* [Task to carry out] Which lines of the data contain the string "brim"? Copy every one.

--------------------

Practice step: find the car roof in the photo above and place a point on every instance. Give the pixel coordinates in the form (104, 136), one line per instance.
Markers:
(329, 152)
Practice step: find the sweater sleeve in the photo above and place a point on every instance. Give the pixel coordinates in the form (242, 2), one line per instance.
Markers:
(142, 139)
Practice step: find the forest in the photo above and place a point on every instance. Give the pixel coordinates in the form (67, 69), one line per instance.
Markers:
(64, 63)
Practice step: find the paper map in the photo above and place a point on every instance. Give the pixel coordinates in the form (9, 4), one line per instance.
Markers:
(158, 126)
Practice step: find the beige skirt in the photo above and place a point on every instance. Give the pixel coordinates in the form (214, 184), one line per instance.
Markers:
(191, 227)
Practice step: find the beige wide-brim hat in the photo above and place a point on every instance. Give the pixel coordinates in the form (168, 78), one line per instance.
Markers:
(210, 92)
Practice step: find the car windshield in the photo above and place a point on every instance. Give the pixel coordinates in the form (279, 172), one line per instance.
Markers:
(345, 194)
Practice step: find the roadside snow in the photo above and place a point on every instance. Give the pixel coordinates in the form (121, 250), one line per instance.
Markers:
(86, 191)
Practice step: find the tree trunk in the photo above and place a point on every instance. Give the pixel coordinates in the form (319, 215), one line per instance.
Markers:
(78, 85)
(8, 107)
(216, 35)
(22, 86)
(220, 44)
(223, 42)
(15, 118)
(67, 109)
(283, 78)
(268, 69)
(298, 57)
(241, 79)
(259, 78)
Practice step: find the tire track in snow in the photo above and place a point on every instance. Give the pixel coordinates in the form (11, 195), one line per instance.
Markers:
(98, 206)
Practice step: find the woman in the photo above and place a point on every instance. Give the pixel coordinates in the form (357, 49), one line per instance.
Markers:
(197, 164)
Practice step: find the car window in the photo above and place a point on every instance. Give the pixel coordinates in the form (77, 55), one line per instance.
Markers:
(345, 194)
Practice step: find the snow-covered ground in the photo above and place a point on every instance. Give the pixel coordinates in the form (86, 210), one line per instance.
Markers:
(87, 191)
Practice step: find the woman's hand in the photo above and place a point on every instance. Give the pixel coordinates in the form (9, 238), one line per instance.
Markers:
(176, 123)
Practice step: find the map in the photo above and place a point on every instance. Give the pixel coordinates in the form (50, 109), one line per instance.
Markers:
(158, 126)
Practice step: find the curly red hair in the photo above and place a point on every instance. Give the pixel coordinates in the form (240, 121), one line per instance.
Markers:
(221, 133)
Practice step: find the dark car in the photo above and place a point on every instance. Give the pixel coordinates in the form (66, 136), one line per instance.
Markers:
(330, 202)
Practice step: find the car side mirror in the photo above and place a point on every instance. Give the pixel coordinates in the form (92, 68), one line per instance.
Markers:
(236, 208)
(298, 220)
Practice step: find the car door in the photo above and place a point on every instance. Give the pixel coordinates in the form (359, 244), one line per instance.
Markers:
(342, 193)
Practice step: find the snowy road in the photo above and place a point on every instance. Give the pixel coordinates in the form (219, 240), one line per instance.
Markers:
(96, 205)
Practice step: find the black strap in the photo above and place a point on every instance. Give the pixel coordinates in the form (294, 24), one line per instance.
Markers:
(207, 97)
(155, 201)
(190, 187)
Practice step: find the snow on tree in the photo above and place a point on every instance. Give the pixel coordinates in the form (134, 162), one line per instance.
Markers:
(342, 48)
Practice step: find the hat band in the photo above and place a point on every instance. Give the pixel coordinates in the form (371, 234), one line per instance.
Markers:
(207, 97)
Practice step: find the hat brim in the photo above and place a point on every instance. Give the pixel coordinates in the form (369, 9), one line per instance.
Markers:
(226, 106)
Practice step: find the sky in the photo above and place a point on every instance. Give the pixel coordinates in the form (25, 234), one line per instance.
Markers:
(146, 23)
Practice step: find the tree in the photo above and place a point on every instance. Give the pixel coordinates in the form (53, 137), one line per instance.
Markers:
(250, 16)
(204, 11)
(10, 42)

--------------------

* [Reply to the task]
Practice step: find the beige wide-brim hat in the photo above and place a point on every instance. Give the pixel coordinates in the form (168, 78), one line per instance.
Practice step: find the hat brim in the photo above and place a point on every instance. Give the pixel coordinates in the form (369, 9), one line per instance.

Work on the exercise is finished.